▶ Dataset:
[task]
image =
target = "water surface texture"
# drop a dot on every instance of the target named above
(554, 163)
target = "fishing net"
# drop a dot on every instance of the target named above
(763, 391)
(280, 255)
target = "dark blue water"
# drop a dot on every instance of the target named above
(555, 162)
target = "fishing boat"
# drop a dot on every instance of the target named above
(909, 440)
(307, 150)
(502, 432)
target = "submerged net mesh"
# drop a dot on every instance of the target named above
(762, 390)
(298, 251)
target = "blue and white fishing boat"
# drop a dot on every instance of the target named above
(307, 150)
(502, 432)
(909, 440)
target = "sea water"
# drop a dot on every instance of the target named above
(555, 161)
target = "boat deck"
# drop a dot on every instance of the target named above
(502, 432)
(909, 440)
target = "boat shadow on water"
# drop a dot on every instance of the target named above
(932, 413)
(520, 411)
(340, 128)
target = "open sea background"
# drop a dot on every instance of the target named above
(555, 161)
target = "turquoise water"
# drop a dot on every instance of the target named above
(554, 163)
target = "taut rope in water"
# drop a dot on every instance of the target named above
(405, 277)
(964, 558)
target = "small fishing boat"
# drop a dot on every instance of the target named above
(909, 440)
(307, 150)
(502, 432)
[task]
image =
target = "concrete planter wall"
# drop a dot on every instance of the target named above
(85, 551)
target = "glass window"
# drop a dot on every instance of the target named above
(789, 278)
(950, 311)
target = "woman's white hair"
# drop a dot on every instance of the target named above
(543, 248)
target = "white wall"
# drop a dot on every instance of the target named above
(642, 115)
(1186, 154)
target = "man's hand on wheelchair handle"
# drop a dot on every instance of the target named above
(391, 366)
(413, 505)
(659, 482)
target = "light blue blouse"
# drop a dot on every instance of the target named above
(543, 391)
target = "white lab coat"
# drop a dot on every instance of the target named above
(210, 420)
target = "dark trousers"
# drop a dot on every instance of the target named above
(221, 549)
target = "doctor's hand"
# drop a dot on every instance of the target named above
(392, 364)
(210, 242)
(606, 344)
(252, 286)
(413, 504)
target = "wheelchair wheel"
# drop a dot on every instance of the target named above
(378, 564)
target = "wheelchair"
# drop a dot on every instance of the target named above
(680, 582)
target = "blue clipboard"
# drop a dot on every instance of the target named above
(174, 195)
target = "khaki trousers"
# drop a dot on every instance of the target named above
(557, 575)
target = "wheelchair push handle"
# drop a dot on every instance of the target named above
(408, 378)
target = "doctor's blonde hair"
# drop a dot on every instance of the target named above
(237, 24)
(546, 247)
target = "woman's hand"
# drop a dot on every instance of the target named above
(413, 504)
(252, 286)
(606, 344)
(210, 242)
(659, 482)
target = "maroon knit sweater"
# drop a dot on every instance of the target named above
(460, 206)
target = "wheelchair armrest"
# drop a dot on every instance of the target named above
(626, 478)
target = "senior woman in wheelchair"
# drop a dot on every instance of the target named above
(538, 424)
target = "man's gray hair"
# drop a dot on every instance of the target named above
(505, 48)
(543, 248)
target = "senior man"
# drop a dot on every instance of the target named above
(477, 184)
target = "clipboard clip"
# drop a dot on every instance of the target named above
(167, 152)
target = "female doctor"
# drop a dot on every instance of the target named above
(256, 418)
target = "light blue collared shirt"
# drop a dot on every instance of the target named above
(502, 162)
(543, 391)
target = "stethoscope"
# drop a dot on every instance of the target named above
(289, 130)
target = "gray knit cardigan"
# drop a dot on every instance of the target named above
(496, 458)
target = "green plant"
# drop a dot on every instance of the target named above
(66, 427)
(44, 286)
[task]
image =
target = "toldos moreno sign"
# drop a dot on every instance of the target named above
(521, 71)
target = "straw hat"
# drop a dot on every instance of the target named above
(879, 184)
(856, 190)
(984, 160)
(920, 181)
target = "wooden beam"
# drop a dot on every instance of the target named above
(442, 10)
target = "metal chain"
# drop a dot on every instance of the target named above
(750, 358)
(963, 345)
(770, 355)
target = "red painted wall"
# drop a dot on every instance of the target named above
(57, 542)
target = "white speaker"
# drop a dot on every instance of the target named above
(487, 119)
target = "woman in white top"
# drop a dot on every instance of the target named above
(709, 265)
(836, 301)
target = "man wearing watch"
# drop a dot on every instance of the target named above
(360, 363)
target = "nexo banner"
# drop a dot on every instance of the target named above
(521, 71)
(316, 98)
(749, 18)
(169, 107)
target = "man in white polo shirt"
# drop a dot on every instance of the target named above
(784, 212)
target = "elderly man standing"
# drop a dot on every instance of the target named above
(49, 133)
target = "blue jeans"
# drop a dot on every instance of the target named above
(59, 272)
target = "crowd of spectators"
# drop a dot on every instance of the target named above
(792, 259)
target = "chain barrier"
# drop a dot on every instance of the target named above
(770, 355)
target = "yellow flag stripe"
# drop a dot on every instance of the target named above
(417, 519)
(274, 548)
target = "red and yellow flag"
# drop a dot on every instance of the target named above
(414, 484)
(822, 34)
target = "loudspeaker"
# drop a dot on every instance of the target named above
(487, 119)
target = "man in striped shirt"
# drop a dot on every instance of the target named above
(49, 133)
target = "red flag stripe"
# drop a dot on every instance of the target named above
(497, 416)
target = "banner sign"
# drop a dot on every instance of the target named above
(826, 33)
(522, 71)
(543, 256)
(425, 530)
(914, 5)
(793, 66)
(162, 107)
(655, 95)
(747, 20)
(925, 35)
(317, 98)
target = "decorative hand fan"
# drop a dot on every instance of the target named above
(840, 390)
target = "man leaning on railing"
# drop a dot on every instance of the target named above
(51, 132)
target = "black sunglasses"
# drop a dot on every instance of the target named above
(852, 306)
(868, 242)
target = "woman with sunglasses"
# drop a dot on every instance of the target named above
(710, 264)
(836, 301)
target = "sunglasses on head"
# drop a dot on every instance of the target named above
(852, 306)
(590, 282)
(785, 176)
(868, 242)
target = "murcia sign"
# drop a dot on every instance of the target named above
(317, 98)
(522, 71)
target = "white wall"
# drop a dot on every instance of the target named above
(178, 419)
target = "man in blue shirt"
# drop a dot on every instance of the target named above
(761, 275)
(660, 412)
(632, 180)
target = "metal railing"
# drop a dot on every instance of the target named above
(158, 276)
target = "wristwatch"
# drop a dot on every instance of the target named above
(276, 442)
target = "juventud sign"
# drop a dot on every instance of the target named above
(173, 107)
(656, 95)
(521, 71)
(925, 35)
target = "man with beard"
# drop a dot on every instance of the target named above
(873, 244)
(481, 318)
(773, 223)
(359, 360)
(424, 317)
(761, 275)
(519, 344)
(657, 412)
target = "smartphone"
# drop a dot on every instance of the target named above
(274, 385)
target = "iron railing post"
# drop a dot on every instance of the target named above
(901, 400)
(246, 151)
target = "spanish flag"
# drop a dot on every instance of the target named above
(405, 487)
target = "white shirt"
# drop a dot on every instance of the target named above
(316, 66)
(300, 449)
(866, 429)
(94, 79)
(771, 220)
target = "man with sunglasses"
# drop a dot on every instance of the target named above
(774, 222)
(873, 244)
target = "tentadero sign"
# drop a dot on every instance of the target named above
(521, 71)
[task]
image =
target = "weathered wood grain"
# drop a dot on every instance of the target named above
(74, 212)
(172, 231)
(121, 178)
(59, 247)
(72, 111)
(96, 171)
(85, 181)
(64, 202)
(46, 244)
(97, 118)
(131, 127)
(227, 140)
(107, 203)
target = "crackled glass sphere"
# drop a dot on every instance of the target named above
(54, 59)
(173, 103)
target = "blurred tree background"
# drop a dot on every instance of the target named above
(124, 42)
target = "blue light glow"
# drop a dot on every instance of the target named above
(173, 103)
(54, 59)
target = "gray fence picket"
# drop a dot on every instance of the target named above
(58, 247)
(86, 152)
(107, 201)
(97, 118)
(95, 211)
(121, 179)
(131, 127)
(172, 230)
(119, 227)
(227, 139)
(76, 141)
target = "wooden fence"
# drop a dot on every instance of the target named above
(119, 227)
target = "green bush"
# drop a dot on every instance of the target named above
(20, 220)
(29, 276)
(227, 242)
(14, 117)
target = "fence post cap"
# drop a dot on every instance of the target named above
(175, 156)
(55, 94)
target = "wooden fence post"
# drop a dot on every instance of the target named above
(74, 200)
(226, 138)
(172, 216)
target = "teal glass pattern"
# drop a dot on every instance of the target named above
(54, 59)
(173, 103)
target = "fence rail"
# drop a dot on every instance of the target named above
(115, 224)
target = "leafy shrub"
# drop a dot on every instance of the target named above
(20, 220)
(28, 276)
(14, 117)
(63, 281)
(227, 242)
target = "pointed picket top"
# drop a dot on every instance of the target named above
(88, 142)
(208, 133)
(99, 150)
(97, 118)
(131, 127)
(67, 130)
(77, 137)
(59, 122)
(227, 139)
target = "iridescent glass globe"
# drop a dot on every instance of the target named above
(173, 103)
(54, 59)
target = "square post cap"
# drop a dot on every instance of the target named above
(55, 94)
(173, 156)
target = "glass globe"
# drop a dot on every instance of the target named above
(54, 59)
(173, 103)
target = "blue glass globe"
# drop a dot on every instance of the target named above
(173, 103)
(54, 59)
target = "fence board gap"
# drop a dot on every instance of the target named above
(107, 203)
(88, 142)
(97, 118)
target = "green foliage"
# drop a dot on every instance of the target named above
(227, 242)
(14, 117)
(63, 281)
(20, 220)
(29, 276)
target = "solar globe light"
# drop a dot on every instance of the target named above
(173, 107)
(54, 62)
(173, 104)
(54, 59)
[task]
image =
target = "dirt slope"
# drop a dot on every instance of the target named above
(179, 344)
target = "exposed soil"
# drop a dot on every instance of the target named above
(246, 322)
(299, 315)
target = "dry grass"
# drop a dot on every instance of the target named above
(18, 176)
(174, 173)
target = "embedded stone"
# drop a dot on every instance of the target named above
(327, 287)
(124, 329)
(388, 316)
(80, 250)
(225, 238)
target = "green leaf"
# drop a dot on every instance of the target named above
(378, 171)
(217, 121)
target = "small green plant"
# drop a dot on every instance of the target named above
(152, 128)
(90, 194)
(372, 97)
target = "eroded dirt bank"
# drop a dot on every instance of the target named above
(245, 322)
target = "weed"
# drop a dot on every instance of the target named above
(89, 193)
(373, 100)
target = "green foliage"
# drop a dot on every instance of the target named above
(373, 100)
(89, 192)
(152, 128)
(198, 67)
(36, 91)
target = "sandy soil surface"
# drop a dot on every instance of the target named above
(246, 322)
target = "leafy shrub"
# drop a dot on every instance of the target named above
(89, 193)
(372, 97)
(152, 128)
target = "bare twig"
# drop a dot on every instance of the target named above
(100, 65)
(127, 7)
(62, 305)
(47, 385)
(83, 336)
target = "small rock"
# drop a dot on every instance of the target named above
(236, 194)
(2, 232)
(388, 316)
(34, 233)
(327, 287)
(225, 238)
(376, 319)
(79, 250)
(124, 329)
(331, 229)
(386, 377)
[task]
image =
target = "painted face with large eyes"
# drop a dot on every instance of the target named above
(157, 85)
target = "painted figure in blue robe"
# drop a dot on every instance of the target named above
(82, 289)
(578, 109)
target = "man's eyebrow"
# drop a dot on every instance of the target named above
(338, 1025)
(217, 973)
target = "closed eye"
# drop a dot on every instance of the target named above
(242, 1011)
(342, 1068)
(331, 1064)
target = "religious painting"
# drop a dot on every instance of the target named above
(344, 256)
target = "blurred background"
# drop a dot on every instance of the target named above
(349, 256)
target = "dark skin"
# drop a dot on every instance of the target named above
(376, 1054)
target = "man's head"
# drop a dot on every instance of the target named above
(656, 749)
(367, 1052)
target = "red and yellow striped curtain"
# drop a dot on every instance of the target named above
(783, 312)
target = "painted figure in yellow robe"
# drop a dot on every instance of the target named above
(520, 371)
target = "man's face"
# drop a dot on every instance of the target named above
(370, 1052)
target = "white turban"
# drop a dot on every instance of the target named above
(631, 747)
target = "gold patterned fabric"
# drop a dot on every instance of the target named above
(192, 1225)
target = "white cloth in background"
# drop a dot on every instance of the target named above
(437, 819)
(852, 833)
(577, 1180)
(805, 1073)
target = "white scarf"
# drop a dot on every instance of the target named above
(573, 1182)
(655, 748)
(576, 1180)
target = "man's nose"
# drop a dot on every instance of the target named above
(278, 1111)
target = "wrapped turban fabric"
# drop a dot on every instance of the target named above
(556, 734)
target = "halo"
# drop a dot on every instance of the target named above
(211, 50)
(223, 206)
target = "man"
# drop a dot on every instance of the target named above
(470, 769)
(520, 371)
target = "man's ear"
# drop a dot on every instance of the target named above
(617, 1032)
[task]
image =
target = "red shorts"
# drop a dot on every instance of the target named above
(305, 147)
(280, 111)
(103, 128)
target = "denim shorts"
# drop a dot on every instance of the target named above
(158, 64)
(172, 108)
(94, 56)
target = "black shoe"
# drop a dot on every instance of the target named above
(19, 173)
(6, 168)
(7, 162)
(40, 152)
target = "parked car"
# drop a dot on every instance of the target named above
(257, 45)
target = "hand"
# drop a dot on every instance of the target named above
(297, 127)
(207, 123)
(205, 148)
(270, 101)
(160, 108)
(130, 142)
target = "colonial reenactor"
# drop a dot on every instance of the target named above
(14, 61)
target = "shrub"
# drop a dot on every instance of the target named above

▶ Task to carry out: Pull out each line above that contains the word "light". Case counts, so a different capitalization does not match.

▶ Solution for this task:
target = "light blue blouse"
target = "light blue collared shirt"
target = "blue light glow"
target = "solar globe light"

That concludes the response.